--- start of Information supplied ---
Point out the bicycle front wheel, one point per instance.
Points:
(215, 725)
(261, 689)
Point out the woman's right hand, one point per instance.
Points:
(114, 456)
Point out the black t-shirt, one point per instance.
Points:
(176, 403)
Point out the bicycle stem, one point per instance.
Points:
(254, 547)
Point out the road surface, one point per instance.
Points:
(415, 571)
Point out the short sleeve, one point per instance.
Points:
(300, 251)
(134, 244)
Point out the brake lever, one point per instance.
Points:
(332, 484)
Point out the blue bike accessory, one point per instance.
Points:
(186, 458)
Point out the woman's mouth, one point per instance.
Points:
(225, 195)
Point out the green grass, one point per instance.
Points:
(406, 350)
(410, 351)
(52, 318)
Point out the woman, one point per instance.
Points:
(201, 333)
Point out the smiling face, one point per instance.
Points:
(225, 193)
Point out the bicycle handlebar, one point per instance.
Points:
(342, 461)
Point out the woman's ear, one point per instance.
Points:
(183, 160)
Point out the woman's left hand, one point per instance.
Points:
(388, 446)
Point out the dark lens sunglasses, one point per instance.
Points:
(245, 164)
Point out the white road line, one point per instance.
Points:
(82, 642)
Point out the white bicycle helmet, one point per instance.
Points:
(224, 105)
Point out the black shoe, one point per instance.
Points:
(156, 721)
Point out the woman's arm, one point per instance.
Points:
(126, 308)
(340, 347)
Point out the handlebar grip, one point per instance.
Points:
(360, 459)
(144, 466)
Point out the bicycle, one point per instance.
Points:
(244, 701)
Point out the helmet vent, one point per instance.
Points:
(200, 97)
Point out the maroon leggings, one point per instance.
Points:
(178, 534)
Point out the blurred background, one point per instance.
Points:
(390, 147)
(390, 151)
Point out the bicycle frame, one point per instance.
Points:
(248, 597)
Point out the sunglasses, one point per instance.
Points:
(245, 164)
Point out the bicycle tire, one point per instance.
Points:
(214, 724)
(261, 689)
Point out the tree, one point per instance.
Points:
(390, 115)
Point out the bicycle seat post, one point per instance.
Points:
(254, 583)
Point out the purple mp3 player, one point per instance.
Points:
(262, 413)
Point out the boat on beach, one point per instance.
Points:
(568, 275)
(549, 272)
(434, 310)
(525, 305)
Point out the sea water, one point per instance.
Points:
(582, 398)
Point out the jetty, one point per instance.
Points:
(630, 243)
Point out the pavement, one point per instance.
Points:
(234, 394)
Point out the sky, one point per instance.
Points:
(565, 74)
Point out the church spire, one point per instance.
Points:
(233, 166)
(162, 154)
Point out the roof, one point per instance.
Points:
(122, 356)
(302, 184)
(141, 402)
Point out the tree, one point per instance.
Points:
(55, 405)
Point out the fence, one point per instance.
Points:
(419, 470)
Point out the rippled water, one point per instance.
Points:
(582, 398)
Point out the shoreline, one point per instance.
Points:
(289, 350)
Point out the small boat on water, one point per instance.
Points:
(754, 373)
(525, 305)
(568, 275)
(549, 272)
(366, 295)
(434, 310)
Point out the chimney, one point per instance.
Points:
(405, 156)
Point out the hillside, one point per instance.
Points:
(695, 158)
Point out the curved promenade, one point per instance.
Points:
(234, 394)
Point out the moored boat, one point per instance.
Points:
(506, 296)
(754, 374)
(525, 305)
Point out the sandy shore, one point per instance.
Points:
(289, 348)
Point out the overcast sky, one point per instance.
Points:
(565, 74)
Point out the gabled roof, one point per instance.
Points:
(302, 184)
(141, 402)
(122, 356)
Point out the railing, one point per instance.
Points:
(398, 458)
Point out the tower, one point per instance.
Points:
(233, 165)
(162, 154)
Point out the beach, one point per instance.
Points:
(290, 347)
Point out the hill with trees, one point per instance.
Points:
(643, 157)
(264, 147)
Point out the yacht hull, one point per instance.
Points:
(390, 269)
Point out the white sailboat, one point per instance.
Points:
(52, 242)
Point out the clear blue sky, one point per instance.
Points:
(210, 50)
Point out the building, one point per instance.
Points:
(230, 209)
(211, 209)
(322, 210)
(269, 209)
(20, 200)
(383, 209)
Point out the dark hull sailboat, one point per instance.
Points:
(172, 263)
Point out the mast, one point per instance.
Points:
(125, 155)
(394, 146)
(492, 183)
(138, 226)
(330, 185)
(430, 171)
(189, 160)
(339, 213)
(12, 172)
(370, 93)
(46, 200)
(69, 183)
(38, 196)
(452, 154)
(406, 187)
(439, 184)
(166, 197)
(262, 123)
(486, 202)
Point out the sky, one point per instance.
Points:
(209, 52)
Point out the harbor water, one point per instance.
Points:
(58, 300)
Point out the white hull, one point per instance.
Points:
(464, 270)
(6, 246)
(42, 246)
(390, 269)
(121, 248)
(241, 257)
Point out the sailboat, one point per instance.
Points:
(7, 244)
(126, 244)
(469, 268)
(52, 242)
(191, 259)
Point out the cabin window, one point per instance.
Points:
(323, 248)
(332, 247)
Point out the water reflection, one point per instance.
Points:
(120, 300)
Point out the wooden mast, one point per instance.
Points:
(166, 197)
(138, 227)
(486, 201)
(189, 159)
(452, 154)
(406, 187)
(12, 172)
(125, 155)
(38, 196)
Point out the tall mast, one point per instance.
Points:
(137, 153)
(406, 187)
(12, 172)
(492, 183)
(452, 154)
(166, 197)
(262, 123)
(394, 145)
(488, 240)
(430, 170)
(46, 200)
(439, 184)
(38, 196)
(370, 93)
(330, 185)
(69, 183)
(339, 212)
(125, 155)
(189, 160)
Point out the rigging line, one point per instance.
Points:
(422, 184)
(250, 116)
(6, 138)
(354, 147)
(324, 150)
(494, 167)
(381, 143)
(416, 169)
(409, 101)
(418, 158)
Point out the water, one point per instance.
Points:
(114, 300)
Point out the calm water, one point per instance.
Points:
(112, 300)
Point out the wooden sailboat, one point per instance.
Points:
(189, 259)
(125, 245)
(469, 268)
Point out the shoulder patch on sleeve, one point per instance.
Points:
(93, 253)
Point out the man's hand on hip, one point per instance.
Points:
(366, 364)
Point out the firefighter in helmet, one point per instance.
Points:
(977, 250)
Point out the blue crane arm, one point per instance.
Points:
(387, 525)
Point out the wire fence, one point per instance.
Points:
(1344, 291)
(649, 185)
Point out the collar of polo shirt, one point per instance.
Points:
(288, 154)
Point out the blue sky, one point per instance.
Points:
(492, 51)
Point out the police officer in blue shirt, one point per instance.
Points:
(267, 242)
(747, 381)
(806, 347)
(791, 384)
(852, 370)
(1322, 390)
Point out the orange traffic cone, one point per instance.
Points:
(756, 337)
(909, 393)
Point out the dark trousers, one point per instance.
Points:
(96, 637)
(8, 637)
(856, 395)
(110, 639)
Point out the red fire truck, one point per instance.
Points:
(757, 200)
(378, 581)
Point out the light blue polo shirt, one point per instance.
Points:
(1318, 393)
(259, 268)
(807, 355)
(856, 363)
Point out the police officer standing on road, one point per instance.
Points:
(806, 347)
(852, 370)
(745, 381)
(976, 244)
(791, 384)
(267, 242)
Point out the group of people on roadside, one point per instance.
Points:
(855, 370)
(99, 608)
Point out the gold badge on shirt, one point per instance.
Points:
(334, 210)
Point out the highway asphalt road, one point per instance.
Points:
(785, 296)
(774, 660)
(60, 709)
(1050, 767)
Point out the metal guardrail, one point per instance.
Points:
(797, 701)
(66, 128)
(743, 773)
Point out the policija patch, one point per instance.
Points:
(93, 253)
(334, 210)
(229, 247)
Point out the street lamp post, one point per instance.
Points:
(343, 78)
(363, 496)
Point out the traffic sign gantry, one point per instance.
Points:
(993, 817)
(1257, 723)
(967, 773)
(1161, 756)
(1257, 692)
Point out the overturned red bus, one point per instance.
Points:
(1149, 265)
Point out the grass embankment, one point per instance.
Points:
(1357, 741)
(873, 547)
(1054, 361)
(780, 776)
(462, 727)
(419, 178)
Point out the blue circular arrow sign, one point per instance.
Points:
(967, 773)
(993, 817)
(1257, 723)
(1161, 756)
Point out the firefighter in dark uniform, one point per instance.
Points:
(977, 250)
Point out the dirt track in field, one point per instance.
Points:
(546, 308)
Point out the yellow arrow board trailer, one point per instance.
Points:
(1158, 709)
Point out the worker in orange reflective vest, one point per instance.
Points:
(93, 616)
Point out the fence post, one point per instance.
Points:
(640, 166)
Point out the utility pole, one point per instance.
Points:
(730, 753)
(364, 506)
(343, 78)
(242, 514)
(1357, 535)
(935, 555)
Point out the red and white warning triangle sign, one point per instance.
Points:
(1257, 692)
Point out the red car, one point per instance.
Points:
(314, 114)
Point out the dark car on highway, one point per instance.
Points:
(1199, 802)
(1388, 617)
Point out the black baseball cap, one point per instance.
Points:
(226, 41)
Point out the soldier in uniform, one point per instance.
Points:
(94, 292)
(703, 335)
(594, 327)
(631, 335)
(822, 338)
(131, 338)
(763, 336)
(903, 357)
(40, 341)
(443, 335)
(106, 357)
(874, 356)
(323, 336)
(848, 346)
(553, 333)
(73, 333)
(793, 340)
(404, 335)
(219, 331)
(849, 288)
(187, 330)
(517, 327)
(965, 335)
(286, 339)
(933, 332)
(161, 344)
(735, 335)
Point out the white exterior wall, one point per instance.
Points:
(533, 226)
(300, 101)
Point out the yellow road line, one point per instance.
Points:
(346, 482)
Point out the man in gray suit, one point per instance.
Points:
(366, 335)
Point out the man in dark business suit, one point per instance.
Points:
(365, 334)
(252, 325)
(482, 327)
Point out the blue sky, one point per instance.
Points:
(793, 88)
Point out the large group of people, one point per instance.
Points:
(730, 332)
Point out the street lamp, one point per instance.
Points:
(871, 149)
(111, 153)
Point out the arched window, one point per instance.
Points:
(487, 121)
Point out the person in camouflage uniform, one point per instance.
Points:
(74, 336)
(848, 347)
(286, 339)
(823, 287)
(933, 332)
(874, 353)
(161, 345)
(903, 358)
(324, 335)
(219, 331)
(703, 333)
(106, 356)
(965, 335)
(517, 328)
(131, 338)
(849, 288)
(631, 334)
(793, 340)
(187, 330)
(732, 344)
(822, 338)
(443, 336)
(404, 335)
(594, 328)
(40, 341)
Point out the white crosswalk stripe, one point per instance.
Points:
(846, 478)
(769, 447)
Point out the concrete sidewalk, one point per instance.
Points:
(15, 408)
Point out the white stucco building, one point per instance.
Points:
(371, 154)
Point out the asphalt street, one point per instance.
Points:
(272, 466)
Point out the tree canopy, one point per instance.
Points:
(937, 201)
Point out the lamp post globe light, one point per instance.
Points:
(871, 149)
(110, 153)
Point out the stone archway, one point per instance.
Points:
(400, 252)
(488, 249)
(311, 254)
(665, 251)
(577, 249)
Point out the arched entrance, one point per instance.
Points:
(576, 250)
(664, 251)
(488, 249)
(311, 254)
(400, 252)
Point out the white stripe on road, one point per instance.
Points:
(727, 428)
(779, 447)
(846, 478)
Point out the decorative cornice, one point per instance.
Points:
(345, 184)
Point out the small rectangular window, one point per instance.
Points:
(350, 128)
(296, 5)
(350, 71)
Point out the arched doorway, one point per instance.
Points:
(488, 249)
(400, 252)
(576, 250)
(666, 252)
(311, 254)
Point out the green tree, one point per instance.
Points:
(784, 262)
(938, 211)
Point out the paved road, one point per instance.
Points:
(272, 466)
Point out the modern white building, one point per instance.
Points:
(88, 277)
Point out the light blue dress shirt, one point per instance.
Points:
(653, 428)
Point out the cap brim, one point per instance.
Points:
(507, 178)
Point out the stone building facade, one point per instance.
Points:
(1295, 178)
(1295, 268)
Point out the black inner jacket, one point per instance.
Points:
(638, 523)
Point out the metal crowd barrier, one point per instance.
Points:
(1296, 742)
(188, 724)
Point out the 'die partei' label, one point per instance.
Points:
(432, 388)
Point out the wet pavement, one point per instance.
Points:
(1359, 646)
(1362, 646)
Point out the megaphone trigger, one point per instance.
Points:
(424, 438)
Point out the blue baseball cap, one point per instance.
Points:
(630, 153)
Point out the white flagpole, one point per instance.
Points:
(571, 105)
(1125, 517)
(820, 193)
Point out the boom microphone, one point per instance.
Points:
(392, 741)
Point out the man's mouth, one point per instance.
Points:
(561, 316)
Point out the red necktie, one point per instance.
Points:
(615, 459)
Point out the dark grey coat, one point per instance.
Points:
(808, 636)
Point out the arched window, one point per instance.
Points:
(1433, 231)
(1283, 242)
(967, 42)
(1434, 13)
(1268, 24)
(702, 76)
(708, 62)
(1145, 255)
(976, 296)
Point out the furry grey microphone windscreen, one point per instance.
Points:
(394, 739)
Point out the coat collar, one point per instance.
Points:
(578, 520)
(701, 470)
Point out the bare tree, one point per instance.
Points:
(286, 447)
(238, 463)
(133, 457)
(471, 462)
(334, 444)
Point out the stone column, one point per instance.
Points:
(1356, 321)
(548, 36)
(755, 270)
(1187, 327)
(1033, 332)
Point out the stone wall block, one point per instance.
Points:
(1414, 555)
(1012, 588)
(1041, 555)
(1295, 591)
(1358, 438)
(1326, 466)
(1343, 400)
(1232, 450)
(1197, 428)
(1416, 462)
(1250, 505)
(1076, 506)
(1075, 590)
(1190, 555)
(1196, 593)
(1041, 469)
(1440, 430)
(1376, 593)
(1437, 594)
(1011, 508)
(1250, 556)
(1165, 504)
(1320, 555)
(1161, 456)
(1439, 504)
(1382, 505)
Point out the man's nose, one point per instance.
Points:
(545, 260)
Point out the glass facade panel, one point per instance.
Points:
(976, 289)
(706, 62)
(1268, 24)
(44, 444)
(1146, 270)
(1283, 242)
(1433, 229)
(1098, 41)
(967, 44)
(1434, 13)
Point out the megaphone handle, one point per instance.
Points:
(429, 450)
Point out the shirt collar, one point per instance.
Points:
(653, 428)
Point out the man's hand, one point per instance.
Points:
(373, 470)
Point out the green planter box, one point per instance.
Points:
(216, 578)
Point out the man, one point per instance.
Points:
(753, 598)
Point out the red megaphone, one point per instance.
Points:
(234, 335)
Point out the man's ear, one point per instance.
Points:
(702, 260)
--- end of Information supplied ---
**Do this**
Reproduce exactly the line that holds "Point out the man's nose, one", then every line after it, ending with the final line of the records above.

**Solution**
Point out the man's nose, one point per instance.
Points:
(545, 260)
Point out the glass facade panel, one point per instance.
Points:
(976, 289)
(706, 62)
(1268, 24)
(44, 444)
(1146, 270)
(1283, 242)
(1433, 229)
(1098, 41)
(967, 44)
(1434, 13)
Point out the megaphone handle, one point per instance.
Points:
(429, 450)
Point out the shirt collar, one point per instance.
Points:
(653, 428)
Point out the man's hand, one point per instance.
Points:
(373, 470)
Point out the green planter box, one point per instance.
Points:
(216, 578)
Point out the man, one point per instance.
Points:
(753, 598)
Point out the red megaphone, one point per instance.
Points:
(234, 335)
Point out the man's ear, one point per instance.
Points:
(702, 260)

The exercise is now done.